[Collected data]

★ ★ ★ ★ ★

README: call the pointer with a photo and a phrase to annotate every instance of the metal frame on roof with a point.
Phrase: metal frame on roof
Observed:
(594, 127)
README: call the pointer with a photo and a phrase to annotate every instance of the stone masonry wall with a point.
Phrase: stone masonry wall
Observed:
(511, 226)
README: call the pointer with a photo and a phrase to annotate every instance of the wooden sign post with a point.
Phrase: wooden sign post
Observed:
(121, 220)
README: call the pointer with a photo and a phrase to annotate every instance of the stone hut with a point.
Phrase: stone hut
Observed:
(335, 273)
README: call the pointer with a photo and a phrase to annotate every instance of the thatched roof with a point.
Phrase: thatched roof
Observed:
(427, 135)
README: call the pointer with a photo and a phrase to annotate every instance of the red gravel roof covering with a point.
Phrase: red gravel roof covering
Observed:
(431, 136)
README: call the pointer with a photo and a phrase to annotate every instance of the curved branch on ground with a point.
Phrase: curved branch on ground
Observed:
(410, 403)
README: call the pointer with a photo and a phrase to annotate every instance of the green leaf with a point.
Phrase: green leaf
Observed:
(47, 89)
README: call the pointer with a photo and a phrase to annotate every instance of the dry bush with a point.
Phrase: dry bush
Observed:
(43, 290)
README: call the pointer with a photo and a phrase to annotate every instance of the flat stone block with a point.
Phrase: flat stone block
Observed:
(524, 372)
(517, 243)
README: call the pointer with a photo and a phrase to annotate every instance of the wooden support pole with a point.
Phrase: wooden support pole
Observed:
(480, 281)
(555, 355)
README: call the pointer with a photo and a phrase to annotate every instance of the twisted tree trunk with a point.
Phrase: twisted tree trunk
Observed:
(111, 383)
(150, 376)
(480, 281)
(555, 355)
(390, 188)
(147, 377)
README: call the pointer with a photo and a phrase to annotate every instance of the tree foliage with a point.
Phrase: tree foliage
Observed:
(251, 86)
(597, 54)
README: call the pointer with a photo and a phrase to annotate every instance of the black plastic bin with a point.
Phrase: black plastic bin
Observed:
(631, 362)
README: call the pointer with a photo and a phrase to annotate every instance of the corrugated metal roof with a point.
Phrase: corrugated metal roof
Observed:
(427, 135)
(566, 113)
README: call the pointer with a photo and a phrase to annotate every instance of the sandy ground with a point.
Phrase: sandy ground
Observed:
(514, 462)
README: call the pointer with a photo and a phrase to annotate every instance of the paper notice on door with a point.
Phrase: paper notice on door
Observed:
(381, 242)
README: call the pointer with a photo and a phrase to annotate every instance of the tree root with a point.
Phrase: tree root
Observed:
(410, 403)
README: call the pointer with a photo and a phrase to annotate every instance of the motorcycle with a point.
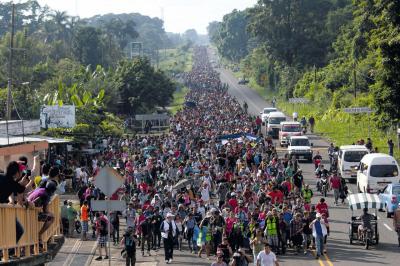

★ ★ ★ ★ ★

◆ **TASK TO COMPLETE**:
Copy the records shown above in their entirety and exactly; images are to be left out.

◆ **SOLUTION FOR THIS TASK**:
README: call the pointer with a photo and a phrase to annotate every instance of the metal frame on roof with a point.
Phrase: metal frame on roof
Observed:
(594, 127)
README: call the pointer with a photo and a phrase to annotate every instance of the stone masonry wall with a point.
Phrase: stone masonry wall
Observed:
(511, 226)
README: call the pointer with a photo and a phrase to annotate every instance of the wooden sign post with a point.
Phrase: wooden sign post
Observed:
(121, 220)
README: call the pointer with a photo and a phrase to annotate every instance of the stone hut with a point.
Phrase: stone hut
Observed:
(335, 273)
README: call the pointer with a photo and a phrase to annotate every instance of the thatched roof with a point.
Phrase: thatched roof
Observed:
(427, 135)
README: call the pointer with a photo and a phrase to annotate every instance of the red gravel roof covering with a point.
Phrase: red gravel roof covering
Observed:
(431, 136)
README: call the pointer with a photo and a phrase to annotate every instance of the curved branch on ground with a point.
Phrase: curved branch on ground
Observed:
(410, 403)
README: call the pointer with a photo and a phrase to annotate every instance of the green leaf with a point.
Phrase: green leaf
Observed:
(47, 89)
README: call the pointer with a photo and a phrase to annotate every instance of the dry bush with a point.
Phrase: dry bush
Observed:
(43, 290)
README: call the pointer with a photo and a phrase to annotate every instance of the flat stone block with a point.
Phrase: flat stone block
Observed:
(524, 372)
(517, 243)
README: call the pointer with a photo and a phrase to annotate every instance of the wooden support pole with a point.
Phrase: wooden support pole
Observed:
(480, 281)
(555, 355)
README: call the pointer with a photo and a phrase to annotate every instance of the twisted tree trunk with a point.
Phrase: twisted tree trunk
Observed:
(111, 383)
(150, 376)
(480, 281)
(555, 355)
(390, 188)
(147, 377)
README: call the pointer with a photo and a phrase to annotate every instance of the tree foliage with a point.
Phrase: tree foliage
Observed:
(251, 86)
(597, 54)
README: call the pointer with a photo and a phrase to annotate every instance of the black plastic bin with a point.
Phrase: black plastic bin
Observed:
(631, 362)
README: call the pointer with a photo and a phrase to annotate every instance of the corrugated metal roof with a point.
Phrase: corrugated metal roof
Observed:
(427, 135)
(566, 113)
README: call the pointer with a photo and a phrase to annotate every instance of the sandy ground with a point.
Phrase: sandy ground
Observed:
(514, 462)
README: call the pointer with a photo and a phrase to annotate every instance of the paper notice on door with a point.
Phrase: paper notice on door
Observed:
(381, 242)
README: call the pointer with a photo and a phrase to annotate every instance of the tree root with a point.
Phrase: tree root
Observed:
(410, 403)
README: call the pointer with a photo and a phrase to annotate every instance of the motorcycle with a point.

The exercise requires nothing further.